Texte de la page:
+++++

Cercle Thieulâm

Écoles d’arts martiaux chinois traditionnels
法國少林聯合會

La main comme arme de guerre

Volet 6 (1700 – 1800)

Partie 3 : les incendies

Nous sommes au début du XVIIIème siècle et l’histoire va se compliquer.

L’empereur Kangsi comprend que pour stopper l’opposition, il doit éliminer les noyaux de résistance en passant outre le caractère sacré des monastères, y pénétrer et y éradiquer ses adversaires. C’est son successeur, Yongzheng qui surmonte ses peurs et ses superstitions pour faire attaquer certains temples dont celui de Shaolin du Hénan en 1723 .

Certains affirment que ce sont les taoïstes qui sont à l’origine de cette histoire, mais il n’existe pas de preuves sur le rôle sombre qu’ils y auraient joué en dénonçant le temple aux autorités et en y conduisant l’armée. Il est douteux que les Mandchous aient attendu les Taoïstes pour s’apercevoir que le temple avait des actibvités subversives.

Quoi qu’il en soit, des moines sont tués, une petite partie du temple est incendiée et détruite. Le premier assaut Mandchou est repoussé, mais au second, les moines sont forcés à la reddition. Certains moines s’échappent. La légende affirme qu’ils furent cinq et que de leurs activités de résistance naîtra la ligue Hung, plus connue sous le nom de société secrète de la Triade.

Cependant, il est probable qu’ils furent plus nombreux à s’en sortir  car des rescapés experts s’enfuirent au Japon pour y fonder les écoles Ju Jutsu, To De et Shorin Ryu. D’autres créèrent quelques mois plus tard les écoles Thieulâm dans le nord du Vietnam .

Les cinq rescapés diffusèrent l’art martial de Shaolin du Nord sur leur route qui les mènera au temple de Shaolin du Sud. L’art martial de Shaolin du Nord se divise alors en trois branches :

1) le courant Hung qui développe les forces, l’externe et la résistance des hommes
2) le courant Kung axé sur la douceur et la fluidité
3) le courant Yue, combinaison du dur et du doux

À partir de ce dernier courant se développeront les systèmes d’imitation autres que les cinq animaux classiques, tels que l’imitation du Singe, de la Mante Religieuse ou le Lohan Quan… 

La restauration du monastère de Shaolin du Nord commença dès 1735. le nouvel empereur Qianglong séjourna même trois jours au monastère en 1750, où il fit reconstruire le temple aux mille Bouddhas détruit durant l’attaque de 1723 .

+++++

À faire:
(1) D'après le texte sur Shaolin, en quelle année l'empereur Qianglong séjourna-t-il trois jours au monastère ?
(2) Recopiez fidèlement le passage du texte sur Shaolin qui va de « À partir de » jusqu'à « l’attaque de 1723 . ».

Données brutes:
+++++

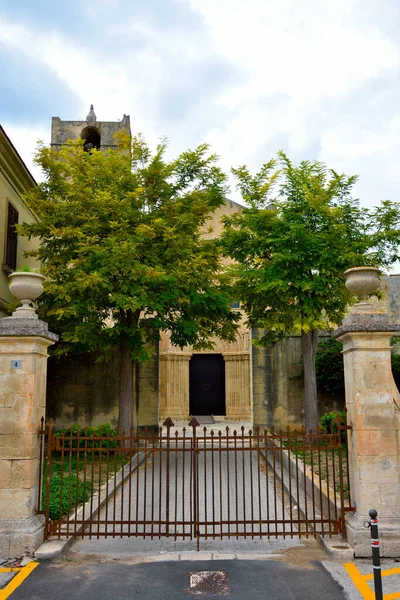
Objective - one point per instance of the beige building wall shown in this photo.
(175, 363)
(15, 181)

+++++

Corrigé:
(1) En 1750.

(2)
À partir de ce dernier courant se développeront les systèmes d’imitation autres que les cinq animaux classiques, tels que l’imitation du Singe, de la Mante Religieuse ou le Lohan Quan… 

La restauration du monastère de Shaolin du Nord commença dès 1735. le nouvel empereur Qianglong séjourna même trois jours au monastère en 1750, où il fit reconstruire le temple aux mille Bouddhas détruit durant l’attaque de 1723 .